→ SELECTED TEXT
*** Block opens ***
When reporting disease rates to the public, a health system must take precaution to protect released data from re-identification risks. While specific guidelines and methods vary across data systems and governances, redaction of cells with small values is a key component in any approach for preparing data for public release. However, this process often faces challanges of human error during evaluating threats for re-calculation of redacted values from related cells. Instead of employing a complex generalizable solution, we make a case for organizing the procedure for small cell redaction as a data visualization task, allowing for straightforward quality control of suppression decision and thus more approachable to a non-technical audience.
Paper presented at the 2020 conference of the ’International Population Data Linkage Network Conference, Adelaide, Australia. November 2020. (Link)
When reporting disease rates to the public, a health system must take precaution to protect released data from re-identification risks. While specific guidelines and methods vary across data systems and governances1, redaction of cells with small values is a key component in any approach for preparing data for public release. These preparations, when conducted manually, have proven to be arduous, time consuming, and prone to human error. Although finding a “small” value (e.g. “< 5” ) is straightforward, detecting conditions in which suppressed values could be recalculated from related cells involves human judgment.
*** Block closes ***
→ EXCERPTED RECORDS
*** Block opens ***
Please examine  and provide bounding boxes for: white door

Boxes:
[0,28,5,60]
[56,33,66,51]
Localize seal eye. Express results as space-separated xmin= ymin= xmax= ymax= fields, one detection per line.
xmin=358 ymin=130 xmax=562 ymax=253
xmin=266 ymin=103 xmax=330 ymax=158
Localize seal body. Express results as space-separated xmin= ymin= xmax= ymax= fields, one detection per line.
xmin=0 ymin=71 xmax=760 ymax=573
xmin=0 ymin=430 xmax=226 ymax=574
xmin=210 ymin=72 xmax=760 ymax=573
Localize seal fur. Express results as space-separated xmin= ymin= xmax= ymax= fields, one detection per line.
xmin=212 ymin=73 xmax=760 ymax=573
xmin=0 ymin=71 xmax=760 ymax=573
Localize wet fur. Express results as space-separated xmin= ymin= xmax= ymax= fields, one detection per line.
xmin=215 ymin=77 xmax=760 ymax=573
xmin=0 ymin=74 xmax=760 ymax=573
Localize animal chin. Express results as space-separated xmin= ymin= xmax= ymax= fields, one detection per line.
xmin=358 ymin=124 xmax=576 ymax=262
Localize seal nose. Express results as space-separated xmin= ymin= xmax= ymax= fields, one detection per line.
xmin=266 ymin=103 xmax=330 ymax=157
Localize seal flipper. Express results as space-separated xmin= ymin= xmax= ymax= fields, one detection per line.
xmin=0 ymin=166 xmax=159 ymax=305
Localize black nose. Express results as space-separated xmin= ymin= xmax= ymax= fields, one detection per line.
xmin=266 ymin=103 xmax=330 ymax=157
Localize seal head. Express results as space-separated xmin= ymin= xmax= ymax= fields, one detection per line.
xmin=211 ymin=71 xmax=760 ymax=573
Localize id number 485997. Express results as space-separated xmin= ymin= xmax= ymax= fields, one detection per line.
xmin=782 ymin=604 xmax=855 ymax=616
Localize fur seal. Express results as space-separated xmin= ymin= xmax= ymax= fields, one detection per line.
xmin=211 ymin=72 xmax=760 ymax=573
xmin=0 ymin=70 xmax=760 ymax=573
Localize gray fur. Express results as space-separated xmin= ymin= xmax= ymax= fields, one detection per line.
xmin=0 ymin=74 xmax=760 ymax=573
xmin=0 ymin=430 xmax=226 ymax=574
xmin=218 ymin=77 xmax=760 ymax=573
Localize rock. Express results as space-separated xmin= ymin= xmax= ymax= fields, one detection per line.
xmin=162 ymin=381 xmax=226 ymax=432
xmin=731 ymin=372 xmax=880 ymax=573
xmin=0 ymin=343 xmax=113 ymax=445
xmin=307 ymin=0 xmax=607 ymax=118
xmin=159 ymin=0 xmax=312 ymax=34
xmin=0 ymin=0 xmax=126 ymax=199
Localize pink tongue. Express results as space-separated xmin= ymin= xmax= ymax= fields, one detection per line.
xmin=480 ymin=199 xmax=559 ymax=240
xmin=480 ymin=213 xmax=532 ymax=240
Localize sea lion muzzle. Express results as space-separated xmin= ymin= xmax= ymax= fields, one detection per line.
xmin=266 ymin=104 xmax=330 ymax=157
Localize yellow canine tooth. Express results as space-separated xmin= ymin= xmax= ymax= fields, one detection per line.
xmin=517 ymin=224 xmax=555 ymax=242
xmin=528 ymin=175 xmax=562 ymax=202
*** Block closes ***
→ REQUIRED WORK
Continue the text above on small cell redaction in health data, starting after its last sentence.

→ WRITTEN ANSWER
Guided by the real-world objective to reports the rates of chronic diseases in British Columbia, we aimed to design a reproducible workflow that would augment human decision-making and offer a nimble quality control tool, approachable by epidemiologists without technical background. Our workflow (1) splits data into disease-by-year data frames of a specific form, (2) applies a sequence of algorithms trained to recognize conditions that made recalculation of suppressed values possible and (3) prints a graph for each case of suggested automatic redaction to be confirmed by a human.
The augmented suppression system was successfully integrated into the maintenance of Chronic Disease Dashboard, an online reporting tool of the Observatory for Population and Public Health designed to address the gap in surveillance of chronic diseases in British Columbia. Anticipating the evolution of suppression logic, we isolated the logical tests responsible for redaction and provided several options to vary the degree of preserved information.
Instead of employing a complex generalizable solution, we make a case for organizing the procedure for small cell redaction as a data visualization task, allowing for straightforward quality control of suppression decision and thus more approachable to a non-technical audience, as well as for employing such learning devices as workflow maps and function dependency trees for structuring applied projects and ensuring their reproducibility.